*** Block opens ***
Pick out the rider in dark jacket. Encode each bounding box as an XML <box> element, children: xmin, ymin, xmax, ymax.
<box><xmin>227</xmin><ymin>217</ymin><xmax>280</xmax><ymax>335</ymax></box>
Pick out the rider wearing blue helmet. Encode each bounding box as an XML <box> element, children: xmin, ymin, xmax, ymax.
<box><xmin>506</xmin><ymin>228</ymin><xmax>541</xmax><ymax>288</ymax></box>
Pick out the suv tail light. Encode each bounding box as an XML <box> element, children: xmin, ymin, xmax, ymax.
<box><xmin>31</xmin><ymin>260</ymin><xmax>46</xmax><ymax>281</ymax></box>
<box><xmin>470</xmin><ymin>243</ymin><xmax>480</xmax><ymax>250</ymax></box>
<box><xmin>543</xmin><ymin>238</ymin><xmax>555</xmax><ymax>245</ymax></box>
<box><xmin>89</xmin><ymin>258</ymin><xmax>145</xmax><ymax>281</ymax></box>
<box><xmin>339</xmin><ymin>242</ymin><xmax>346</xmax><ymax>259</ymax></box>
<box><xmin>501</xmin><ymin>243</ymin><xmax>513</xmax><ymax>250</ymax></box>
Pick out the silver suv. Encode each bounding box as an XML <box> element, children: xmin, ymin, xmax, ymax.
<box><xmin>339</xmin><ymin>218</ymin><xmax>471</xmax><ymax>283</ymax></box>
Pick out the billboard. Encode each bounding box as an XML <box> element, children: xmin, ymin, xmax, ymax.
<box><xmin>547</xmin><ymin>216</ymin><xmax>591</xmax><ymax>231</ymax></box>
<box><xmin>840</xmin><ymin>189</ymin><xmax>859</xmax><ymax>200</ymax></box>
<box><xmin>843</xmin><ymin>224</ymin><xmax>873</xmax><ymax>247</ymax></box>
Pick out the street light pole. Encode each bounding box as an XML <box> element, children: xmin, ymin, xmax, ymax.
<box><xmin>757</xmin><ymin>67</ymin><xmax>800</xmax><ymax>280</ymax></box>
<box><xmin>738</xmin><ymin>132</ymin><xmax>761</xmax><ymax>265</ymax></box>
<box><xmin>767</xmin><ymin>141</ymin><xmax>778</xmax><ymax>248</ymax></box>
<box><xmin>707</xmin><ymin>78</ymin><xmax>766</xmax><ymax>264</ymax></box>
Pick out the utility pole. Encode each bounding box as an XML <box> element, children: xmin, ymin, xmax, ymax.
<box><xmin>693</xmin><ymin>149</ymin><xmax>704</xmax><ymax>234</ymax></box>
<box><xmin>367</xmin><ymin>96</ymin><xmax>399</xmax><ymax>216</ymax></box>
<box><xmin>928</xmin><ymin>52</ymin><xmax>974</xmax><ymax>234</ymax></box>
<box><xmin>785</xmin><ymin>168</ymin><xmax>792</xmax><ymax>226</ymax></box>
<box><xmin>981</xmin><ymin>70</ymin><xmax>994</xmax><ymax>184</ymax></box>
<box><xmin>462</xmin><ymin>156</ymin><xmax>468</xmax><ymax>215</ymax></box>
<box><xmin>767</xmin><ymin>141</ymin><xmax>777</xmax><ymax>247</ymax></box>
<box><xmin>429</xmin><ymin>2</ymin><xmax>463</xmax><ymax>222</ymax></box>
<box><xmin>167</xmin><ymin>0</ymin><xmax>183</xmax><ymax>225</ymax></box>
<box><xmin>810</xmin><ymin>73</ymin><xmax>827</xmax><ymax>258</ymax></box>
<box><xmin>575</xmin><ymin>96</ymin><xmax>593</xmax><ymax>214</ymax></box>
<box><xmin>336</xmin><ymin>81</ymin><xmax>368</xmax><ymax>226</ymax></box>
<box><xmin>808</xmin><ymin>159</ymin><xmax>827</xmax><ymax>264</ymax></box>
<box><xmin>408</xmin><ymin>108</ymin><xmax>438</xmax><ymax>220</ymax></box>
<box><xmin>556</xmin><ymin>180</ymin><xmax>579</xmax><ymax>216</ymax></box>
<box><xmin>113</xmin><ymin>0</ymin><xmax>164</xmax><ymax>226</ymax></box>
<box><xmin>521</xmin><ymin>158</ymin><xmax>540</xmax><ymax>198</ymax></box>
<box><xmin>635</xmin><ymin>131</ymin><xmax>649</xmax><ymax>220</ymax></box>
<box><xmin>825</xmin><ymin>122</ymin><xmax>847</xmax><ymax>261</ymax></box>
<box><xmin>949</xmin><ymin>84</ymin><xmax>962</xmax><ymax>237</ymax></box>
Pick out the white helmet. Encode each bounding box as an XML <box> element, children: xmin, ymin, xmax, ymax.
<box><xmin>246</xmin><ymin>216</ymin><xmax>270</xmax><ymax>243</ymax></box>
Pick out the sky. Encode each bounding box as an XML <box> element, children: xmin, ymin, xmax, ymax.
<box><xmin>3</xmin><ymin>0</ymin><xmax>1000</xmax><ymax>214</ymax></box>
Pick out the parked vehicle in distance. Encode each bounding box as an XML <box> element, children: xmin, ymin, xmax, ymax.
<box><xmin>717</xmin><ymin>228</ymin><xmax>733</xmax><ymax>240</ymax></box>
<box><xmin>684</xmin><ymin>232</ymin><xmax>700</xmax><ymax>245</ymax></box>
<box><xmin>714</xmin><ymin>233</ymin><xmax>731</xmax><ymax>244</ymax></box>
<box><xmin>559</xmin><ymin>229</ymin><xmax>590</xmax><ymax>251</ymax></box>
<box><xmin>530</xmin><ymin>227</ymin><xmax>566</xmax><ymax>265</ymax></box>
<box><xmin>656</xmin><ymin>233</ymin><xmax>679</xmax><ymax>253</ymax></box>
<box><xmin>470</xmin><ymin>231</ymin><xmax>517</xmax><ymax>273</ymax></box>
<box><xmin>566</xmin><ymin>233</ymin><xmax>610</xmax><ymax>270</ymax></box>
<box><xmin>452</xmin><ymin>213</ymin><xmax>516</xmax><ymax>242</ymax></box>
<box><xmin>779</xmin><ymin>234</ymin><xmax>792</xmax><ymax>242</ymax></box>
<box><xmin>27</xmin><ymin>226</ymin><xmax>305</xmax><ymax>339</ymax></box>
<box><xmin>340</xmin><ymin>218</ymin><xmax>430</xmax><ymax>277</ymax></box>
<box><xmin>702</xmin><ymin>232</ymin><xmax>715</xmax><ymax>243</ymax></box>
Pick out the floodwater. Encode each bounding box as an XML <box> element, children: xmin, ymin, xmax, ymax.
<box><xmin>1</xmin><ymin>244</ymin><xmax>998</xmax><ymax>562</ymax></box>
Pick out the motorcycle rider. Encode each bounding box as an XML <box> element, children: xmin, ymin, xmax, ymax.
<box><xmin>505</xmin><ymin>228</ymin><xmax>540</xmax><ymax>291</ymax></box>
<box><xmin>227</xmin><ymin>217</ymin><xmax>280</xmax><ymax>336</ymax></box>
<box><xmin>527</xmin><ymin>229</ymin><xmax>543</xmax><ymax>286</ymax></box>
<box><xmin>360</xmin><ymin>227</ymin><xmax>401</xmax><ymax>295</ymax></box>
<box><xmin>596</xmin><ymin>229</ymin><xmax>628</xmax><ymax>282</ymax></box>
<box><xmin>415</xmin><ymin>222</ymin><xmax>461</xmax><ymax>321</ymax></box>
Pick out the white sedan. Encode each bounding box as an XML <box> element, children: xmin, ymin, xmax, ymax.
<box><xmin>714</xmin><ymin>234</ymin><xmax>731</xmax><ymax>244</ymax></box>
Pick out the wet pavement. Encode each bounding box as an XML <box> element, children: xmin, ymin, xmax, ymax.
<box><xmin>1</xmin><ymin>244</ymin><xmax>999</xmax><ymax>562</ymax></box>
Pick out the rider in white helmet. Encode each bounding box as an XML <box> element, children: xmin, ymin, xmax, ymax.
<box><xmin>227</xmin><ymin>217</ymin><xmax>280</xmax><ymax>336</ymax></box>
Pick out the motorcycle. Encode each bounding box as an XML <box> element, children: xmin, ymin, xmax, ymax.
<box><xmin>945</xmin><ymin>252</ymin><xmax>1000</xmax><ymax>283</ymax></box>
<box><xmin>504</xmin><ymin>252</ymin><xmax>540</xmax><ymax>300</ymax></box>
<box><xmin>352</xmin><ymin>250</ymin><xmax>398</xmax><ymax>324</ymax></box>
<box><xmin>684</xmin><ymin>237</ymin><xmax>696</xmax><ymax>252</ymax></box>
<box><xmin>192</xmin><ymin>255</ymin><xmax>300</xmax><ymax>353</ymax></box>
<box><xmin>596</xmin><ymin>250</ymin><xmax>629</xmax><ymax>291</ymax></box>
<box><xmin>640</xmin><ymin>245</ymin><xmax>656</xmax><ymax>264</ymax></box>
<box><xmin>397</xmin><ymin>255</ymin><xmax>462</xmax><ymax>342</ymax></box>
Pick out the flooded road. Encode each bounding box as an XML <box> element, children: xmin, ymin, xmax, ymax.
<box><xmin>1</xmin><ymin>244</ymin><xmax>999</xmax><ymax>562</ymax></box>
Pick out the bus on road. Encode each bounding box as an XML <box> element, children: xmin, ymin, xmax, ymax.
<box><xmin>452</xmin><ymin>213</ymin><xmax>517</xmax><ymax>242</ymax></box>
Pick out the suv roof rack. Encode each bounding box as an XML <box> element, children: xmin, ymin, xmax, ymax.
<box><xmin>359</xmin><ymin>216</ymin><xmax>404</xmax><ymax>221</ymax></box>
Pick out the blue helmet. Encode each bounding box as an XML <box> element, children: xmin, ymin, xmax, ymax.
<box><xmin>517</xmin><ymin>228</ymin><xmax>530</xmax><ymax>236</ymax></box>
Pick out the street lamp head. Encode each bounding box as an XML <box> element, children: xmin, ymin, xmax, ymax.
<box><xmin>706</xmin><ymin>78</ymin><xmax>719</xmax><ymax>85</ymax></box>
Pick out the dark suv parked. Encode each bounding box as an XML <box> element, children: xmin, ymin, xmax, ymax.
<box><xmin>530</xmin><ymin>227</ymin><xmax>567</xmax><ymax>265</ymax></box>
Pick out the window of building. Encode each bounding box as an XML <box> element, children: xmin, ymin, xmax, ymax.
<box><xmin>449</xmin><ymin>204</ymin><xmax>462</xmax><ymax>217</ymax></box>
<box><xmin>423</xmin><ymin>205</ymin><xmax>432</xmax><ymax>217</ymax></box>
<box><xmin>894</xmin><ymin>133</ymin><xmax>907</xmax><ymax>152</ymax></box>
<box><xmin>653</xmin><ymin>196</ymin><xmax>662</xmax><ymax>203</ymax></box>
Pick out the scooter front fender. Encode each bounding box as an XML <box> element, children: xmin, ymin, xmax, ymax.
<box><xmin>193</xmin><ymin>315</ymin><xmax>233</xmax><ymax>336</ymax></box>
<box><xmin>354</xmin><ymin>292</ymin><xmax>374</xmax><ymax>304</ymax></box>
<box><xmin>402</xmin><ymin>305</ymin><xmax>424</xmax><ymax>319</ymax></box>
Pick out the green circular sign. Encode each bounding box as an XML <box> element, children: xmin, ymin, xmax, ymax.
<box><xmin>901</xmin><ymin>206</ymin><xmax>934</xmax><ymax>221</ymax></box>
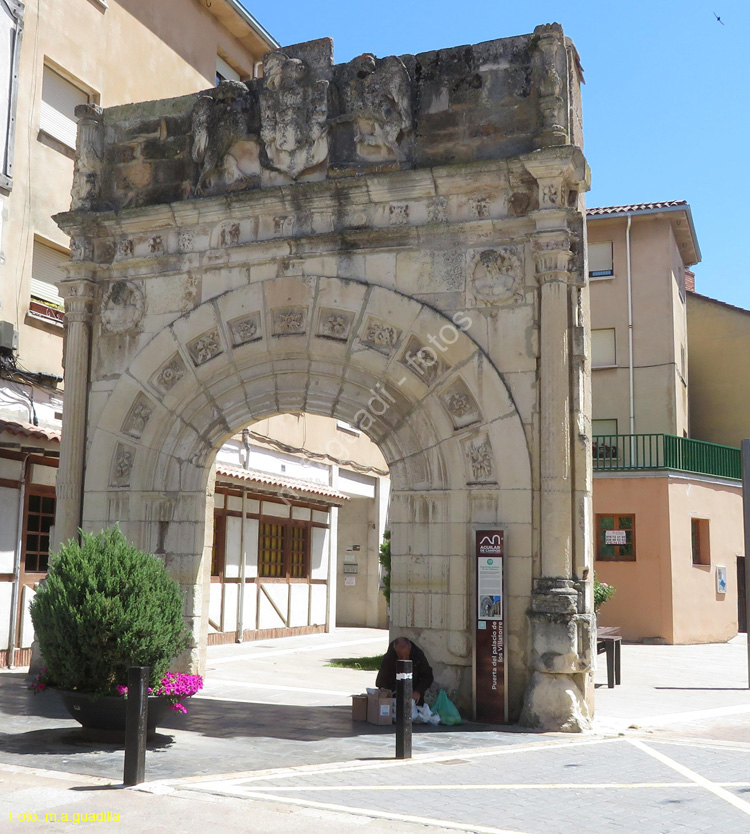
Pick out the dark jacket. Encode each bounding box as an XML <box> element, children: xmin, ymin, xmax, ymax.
<box><xmin>376</xmin><ymin>640</ymin><xmax>434</xmax><ymax>705</ymax></box>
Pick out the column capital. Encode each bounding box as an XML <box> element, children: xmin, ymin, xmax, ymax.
<box><xmin>520</xmin><ymin>147</ymin><xmax>590</xmax><ymax>214</ymax></box>
<box><xmin>59</xmin><ymin>277</ymin><xmax>97</xmax><ymax>322</ymax></box>
<box><xmin>531</xmin><ymin>228</ymin><xmax>574</xmax><ymax>284</ymax></box>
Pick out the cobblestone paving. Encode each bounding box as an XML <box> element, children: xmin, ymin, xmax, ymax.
<box><xmin>163</xmin><ymin>736</ymin><xmax>750</xmax><ymax>834</ymax></box>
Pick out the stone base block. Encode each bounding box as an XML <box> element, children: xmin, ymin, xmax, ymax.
<box><xmin>519</xmin><ymin>670</ymin><xmax>591</xmax><ymax>732</ymax></box>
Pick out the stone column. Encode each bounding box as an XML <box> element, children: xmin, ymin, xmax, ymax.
<box><xmin>53</xmin><ymin>273</ymin><xmax>96</xmax><ymax>549</ymax></box>
<box><xmin>519</xmin><ymin>147</ymin><xmax>594</xmax><ymax>731</ymax></box>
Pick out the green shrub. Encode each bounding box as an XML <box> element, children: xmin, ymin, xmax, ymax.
<box><xmin>379</xmin><ymin>530</ymin><xmax>391</xmax><ymax>606</ymax></box>
<box><xmin>30</xmin><ymin>527</ymin><xmax>191</xmax><ymax>694</ymax></box>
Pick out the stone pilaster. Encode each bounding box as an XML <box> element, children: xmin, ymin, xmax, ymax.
<box><xmin>71</xmin><ymin>104</ymin><xmax>104</xmax><ymax>212</ymax></box>
<box><xmin>519</xmin><ymin>147</ymin><xmax>593</xmax><ymax>731</ymax></box>
<box><xmin>53</xmin><ymin>274</ymin><xmax>97</xmax><ymax>549</ymax></box>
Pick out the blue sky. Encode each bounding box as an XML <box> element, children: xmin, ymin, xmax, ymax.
<box><xmin>245</xmin><ymin>1</ymin><xmax>749</xmax><ymax>310</ymax></box>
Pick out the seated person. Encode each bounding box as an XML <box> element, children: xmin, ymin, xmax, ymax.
<box><xmin>376</xmin><ymin>636</ymin><xmax>434</xmax><ymax>706</ymax></box>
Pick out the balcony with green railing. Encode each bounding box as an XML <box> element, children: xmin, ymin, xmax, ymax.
<box><xmin>592</xmin><ymin>433</ymin><xmax>741</xmax><ymax>480</ymax></box>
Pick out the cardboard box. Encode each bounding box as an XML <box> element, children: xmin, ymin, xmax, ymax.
*** Block closes ***
_Task details_:
Starting at the line that contains "Pick out the stone base", restate word for word every line through the last one in the records above. Return nothing else.

_Result_:
Pick out the stone base block. Encode each bounding box as an XML <box> element, children: xmin, ymin, xmax, ymax.
<box><xmin>519</xmin><ymin>670</ymin><xmax>591</xmax><ymax>732</ymax></box>
Pick out the stone column. Encode each bounding box as an XML <box> element, children: xmin, ymin, xmax, ymax.
<box><xmin>53</xmin><ymin>273</ymin><xmax>96</xmax><ymax>549</ymax></box>
<box><xmin>519</xmin><ymin>147</ymin><xmax>594</xmax><ymax>731</ymax></box>
Pick out the green shrub. Encode each bounding box as an XML <box> element, children: xmin, ymin, xmax, ymax.
<box><xmin>379</xmin><ymin>530</ymin><xmax>391</xmax><ymax>606</ymax></box>
<box><xmin>30</xmin><ymin>527</ymin><xmax>191</xmax><ymax>694</ymax></box>
Pick out the stone pilaster. Encode each bounding box as an XML <box> element, children: xmin, ymin, xmax, ymax.
<box><xmin>71</xmin><ymin>104</ymin><xmax>104</xmax><ymax>212</ymax></box>
<box><xmin>519</xmin><ymin>147</ymin><xmax>593</xmax><ymax>731</ymax></box>
<box><xmin>53</xmin><ymin>274</ymin><xmax>97</xmax><ymax>549</ymax></box>
Pick out the blue sky. Encode each bounding box as an XML <box> element, children: xmin, ymin, xmax, ymax.
<box><xmin>245</xmin><ymin>1</ymin><xmax>749</xmax><ymax>310</ymax></box>
Pick out the seated person. Encode each bounding box as an XML <box> element, children: xmin, ymin, xmax, ymax.
<box><xmin>376</xmin><ymin>636</ymin><xmax>434</xmax><ymax>706</ymax></box>
Pick out the balcony with green railing. Encode each bounding box as an XML <box> element, children: xmin, ymin, xmax, ymax.
<box><xmin>592</xmin><ymin>433</ymin><xmax>741</xmax><ymax>480</ymax></box>
Pick out the cardboard box. Encode each bounding box as an XML <box> element, children: xmin, ymin, xmax, ymax.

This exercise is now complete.